TASK DATA

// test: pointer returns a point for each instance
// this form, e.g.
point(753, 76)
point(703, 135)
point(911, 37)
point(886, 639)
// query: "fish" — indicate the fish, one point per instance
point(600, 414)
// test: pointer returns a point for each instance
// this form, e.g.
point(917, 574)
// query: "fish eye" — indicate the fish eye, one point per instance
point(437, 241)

==

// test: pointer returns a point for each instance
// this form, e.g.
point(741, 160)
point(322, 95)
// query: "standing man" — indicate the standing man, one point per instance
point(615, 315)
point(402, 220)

---

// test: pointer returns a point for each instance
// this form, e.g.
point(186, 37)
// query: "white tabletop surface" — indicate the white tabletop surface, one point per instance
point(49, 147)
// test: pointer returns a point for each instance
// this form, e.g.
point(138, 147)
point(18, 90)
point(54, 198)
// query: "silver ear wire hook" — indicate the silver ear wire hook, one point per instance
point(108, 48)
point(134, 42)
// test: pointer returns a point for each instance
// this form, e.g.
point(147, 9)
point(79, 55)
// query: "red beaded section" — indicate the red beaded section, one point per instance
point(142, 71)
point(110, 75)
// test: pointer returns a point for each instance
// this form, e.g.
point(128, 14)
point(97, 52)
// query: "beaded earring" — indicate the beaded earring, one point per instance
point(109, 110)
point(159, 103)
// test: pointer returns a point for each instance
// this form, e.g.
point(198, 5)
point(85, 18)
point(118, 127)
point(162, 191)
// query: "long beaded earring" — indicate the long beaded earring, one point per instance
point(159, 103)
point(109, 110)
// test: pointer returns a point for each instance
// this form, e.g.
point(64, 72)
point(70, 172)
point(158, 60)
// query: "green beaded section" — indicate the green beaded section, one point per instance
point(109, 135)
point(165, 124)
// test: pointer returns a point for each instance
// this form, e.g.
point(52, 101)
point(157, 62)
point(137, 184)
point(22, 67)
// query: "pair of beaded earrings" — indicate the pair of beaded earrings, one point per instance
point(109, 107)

WHAT YOU WILL DO
Starting at the line above that contains "red beaded section, one point per instance", write out each line exactly until the line that contains "point(85, 18)" has been written, and stop there.

SOLUTION FOR THIS TASK
// query: "red beaded section" — indicate the red beaded section, one point per instance
point(142, 71)
point(110, 75)
// test: pointer returns a point for each instance
// this form, e.g.
point(128, 14)
point(97, 52)
// query: "beaded earring" — indicate the beaded earring, one point per instance
point(109, 110)
point(159, 103)
// test: pointer returns a point for each instance
// this form, e.g.
point(198, 5)
point(85, 18)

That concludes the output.